◆ **提示された本文**:
吉本興業、次の100年に向けた挑戦(後編)

>>>前編はこちら

吉本興業は創業100年を経て、デジタルに舵を切り、人材の能力発揮・多角化に踏み込みました。
活躍できる場を、スマホやソーシャルメディア、小説・映画・アート・マンガ・ゲームへと広げています。それと同時に、新しいステージの開拓、新大陸の造成に向かっています。

それは「パブリック」の領域です。
1.地方創生、2.教育、3.ソーシャルビジネスなどの、本来は国や自治体が進めるべき社会インフラの構築。
グローバル化と並ぶ、挑戦です。
グローバルは10-20年、そしてパブリックは100年かけて進めるテーマです。

1.地方創生。
沖縄国際映画祭を10年、京都国際映画祭を5年続け、地域を賑やかにしています。全国47都道府県に「住みます芸人」を揃え、地域を活性化しています。赤字であっても継続し、根付かせています。

◆ **課題の内容**:
1 – 以下のエントリから、語「metal」を含む行をすべて探し、その行を書き写してください。大文字と小文字の違いは区別してください。
2 – 上に示した、吉本興業の次の100年に向けた挑戦を述べた文章を、最後の文の後から書き進めてください。

◆ **エントリの抜粋**:

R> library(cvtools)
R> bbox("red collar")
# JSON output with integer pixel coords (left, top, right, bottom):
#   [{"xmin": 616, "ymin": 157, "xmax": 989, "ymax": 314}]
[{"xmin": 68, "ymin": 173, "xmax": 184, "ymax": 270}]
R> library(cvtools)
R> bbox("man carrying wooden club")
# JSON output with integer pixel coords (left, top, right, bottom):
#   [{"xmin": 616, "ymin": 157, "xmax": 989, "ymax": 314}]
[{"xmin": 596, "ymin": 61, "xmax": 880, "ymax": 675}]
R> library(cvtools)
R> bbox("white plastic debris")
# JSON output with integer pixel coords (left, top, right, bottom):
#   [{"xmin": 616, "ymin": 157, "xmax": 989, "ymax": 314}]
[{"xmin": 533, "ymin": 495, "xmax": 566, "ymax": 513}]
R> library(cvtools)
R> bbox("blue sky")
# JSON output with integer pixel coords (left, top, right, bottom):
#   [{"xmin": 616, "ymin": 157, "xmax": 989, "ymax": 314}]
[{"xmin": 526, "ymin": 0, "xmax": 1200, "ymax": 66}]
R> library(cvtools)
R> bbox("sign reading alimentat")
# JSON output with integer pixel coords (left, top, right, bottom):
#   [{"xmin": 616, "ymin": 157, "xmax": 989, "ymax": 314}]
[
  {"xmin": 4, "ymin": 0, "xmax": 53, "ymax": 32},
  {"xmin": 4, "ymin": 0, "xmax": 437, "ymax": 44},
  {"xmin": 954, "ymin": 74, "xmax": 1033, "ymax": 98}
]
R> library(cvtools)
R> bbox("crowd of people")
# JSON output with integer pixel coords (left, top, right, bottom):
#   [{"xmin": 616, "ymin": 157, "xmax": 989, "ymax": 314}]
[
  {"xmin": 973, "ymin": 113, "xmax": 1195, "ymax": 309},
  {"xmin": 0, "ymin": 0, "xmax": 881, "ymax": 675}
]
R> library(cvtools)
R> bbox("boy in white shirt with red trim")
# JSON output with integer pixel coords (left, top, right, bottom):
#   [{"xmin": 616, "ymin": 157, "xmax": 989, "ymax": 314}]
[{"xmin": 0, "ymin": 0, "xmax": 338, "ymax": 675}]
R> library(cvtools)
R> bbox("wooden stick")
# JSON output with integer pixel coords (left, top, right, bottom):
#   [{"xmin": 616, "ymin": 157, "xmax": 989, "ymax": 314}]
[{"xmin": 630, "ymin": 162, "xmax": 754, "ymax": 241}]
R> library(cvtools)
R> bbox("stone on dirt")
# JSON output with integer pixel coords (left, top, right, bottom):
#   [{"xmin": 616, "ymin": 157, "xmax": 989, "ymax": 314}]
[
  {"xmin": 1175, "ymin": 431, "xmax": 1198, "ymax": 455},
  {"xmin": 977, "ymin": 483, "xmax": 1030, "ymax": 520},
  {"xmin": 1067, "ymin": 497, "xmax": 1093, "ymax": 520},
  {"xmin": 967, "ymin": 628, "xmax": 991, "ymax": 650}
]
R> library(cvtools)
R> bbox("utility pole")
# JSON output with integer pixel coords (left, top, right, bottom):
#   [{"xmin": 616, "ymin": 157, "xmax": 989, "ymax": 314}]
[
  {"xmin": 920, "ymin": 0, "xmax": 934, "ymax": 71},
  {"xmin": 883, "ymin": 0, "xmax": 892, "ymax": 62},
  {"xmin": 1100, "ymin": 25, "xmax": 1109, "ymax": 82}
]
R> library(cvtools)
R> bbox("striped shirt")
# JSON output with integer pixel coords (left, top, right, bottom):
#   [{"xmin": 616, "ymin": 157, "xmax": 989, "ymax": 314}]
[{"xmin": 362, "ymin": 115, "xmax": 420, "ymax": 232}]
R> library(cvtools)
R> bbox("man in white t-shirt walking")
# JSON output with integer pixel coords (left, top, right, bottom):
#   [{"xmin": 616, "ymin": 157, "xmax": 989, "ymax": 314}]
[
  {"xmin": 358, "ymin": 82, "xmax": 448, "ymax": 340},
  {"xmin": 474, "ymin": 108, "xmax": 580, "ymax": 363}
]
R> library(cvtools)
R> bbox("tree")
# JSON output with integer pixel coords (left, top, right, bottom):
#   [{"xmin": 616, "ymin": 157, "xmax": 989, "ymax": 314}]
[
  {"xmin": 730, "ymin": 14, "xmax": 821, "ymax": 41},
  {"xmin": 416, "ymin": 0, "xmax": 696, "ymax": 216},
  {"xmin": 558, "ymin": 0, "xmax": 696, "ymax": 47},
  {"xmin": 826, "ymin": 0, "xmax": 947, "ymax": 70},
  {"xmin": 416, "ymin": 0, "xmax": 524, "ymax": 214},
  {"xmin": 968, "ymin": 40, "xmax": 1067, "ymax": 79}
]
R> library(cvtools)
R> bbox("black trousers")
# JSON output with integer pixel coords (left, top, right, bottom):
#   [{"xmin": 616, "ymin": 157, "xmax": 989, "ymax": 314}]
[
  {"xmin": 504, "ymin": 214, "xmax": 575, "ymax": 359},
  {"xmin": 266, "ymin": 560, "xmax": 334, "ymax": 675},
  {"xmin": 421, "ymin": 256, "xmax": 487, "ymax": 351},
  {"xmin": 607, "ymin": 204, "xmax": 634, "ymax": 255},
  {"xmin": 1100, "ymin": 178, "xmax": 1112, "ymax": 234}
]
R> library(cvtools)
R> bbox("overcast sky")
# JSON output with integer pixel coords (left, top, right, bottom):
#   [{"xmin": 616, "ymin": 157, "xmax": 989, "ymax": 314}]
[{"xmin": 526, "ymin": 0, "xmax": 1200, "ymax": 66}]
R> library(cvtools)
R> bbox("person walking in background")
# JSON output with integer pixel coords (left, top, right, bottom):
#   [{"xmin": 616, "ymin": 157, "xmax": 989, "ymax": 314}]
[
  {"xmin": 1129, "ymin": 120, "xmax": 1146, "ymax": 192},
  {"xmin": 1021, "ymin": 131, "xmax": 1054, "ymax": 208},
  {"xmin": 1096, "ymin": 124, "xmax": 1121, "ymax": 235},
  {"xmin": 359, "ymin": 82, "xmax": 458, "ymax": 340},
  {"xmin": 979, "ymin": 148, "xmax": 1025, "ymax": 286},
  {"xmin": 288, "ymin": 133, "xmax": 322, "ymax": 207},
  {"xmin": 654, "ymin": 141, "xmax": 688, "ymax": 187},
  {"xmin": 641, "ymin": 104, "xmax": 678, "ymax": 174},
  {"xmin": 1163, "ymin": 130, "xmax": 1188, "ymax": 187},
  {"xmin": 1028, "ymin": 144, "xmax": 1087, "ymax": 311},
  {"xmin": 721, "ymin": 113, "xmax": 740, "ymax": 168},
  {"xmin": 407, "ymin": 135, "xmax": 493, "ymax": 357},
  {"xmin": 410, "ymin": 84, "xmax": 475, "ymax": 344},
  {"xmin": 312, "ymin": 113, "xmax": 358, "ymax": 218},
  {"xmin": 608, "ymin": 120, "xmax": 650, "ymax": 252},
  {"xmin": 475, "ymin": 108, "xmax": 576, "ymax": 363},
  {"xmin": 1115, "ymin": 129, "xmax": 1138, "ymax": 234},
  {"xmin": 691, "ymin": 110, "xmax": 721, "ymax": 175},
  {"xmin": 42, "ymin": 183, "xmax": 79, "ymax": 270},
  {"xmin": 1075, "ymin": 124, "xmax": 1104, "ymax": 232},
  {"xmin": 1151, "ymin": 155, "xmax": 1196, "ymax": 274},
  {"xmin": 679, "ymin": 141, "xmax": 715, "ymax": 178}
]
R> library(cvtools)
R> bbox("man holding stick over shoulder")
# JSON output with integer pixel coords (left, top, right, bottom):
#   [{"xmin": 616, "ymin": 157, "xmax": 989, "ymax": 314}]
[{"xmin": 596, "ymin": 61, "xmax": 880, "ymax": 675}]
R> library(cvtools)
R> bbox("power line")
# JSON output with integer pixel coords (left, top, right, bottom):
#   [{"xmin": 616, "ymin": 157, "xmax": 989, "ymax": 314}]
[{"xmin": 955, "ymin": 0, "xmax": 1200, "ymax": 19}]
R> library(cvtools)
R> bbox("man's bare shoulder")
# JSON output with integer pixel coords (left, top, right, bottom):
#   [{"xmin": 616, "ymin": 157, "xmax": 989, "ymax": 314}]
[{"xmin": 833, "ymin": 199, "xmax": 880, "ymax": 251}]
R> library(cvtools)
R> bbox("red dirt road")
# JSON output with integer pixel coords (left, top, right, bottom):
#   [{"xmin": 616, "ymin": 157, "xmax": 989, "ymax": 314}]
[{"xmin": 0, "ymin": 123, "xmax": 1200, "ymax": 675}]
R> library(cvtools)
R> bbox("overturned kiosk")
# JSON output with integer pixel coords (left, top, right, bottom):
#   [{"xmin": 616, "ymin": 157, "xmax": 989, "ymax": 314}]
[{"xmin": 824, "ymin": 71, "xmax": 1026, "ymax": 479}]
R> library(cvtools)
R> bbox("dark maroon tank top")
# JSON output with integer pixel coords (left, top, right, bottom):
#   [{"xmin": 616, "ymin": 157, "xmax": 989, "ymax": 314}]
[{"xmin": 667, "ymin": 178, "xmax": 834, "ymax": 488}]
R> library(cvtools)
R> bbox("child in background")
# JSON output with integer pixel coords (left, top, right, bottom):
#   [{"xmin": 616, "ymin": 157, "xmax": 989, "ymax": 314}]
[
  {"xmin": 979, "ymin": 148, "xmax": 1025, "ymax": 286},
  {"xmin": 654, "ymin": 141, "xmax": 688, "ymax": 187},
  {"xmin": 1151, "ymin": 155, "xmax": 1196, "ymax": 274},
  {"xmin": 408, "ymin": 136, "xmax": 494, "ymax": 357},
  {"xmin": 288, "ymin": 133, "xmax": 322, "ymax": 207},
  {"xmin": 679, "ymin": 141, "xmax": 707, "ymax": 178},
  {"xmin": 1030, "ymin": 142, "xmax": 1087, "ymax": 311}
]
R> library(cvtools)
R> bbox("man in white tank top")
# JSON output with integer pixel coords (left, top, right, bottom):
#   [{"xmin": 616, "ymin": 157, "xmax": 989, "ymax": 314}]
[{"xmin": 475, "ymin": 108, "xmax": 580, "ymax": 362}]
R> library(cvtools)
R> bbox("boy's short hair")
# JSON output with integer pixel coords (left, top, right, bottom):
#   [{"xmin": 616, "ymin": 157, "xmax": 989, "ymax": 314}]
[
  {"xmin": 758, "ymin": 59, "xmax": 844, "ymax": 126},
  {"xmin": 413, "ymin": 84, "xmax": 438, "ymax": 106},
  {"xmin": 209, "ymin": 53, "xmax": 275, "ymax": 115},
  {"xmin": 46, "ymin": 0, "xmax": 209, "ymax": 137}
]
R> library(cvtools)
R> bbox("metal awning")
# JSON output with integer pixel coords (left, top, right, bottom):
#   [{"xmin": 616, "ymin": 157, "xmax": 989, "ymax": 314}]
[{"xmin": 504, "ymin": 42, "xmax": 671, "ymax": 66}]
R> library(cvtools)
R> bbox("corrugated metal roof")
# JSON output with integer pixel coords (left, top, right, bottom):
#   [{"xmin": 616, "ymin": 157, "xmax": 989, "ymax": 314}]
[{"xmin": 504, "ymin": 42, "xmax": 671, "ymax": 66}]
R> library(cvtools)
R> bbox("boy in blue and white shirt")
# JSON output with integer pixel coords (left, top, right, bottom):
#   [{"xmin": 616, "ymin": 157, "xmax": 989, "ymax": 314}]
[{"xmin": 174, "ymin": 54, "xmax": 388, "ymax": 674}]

◆ **解答は以下**:
1 –
R> bbox("metal awning")
R> bbox("corrugated metal roof")

2 –
2.教育。
エンタメ人材を育成するため、沖縄ラフ&ピース専門学校を開校しました。学校法人を設立しての教育への本格参入。立命館大APUや近畿大学とも提携しています。ぼくが準備するi大とも提携します。

一世紀「人」でやってきた企業が、いよいよ「人」を育て、お笑いからより広いジャンルをカバーします。大崎社長は沖縄国際映画祭を「100年続ける」と宣言し、社内外を慌てさせましたが、本気です。
第10回沖縄国際映画祭&あそぶガッコ

3.ソーシャルビジネス。
ノーベル平和賞ムハマド・ユヌス氏とともに「ユヌス・よしもとソーシャルアクション」を起こしました。地域の課題をITなどで解決していく。住みます芸人とIT企業、シェアエコ事業者、大学などとをマッチングします。社会起業です。

これは国連のSDGsとも連動する施策。SDGsという地球規模の課題に向け、芸人がわろてんか行動をする。面白くもマジメなプロジェクトです。
ユヌス・よしもとソーシャルアクションが始まります。

これらいずれも利益を見込めないというか、ハナから利益を追っておらず、とても上場企業では踏み込めない、未踏の領域です。

ただぼくはこれこそ日本が進む方向の線上にあるステージだと見ています。
それは脱・資本主義、脱GDPで、みんなのハッピーを共有する世界観です。

軍事の50年はとうに去り、経済の50年も去ります。
少子高齢化やグローバル化は避けられません。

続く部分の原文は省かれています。